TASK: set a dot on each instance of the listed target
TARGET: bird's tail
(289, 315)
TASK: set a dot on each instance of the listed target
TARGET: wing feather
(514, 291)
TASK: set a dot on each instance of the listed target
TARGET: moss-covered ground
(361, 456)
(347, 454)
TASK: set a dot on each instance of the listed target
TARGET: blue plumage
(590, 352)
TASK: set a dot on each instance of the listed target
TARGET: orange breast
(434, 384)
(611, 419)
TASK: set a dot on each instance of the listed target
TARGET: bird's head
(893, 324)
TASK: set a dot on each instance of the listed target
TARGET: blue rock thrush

▬▬▬▬▬▬

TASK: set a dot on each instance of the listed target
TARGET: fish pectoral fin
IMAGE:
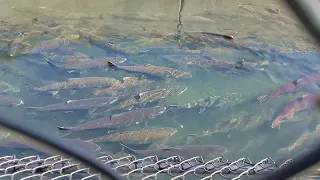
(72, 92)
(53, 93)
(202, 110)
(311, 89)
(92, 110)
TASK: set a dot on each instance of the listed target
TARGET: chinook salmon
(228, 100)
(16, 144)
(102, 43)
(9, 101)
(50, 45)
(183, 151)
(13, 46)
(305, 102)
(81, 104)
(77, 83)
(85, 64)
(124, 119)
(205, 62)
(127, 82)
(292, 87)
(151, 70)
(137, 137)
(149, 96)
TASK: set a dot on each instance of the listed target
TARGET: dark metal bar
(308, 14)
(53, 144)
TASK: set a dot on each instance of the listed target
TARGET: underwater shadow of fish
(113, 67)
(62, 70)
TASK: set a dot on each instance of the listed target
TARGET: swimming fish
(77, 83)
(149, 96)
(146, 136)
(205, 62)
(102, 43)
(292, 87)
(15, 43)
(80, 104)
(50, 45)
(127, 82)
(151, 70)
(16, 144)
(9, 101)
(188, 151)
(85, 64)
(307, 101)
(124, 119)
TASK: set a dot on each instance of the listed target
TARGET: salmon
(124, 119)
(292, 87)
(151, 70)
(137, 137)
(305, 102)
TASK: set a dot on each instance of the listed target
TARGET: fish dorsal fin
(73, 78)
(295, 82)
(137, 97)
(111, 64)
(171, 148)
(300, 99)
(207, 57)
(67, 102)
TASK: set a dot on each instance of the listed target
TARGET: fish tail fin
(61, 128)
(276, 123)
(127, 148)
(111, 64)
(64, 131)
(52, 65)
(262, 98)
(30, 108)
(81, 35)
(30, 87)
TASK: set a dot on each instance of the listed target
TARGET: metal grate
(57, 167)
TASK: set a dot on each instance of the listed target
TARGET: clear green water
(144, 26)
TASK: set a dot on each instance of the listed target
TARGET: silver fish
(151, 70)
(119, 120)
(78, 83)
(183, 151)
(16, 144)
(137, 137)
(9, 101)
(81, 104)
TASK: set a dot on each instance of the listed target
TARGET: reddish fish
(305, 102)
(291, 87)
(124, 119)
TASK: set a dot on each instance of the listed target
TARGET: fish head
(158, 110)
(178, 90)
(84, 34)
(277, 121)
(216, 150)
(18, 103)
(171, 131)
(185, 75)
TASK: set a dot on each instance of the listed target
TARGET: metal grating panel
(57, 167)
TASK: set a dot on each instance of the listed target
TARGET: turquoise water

▬▬▬▬▬▬

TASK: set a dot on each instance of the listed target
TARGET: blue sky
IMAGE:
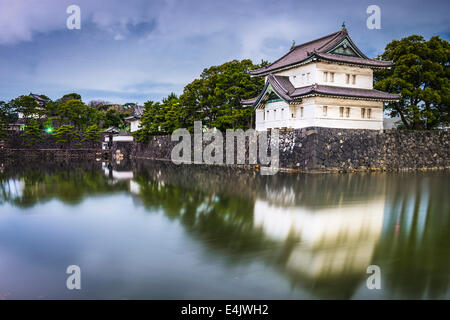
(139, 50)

▬▬▬▬▬▬

**Task to complete:** Using the listing above, copy exactly the line that contains "TARGET: wing feather", the line that contains "TARGET: blue rock thrush", and each line that falls between them.

**Response box:**
TARGET: wing feather
(514, 291)
TASK: set a dot on each instance of the listed target
TARGET: moss-covered ground
(361, 456)
(347, 454)
TASK: set a dot on each instance of the listed target
TARGET: blue plumage
(590, 352)
TASK: set a dot on each instance of the listed target
TARGET: orange breast
(434, 384)
(611, 419)
TASK: set a dot on each instance of the listed target
TARGET: bird's head
(893, 324)
TASK: set a dot on each instance of the listed target
TARGET: blue rock thrush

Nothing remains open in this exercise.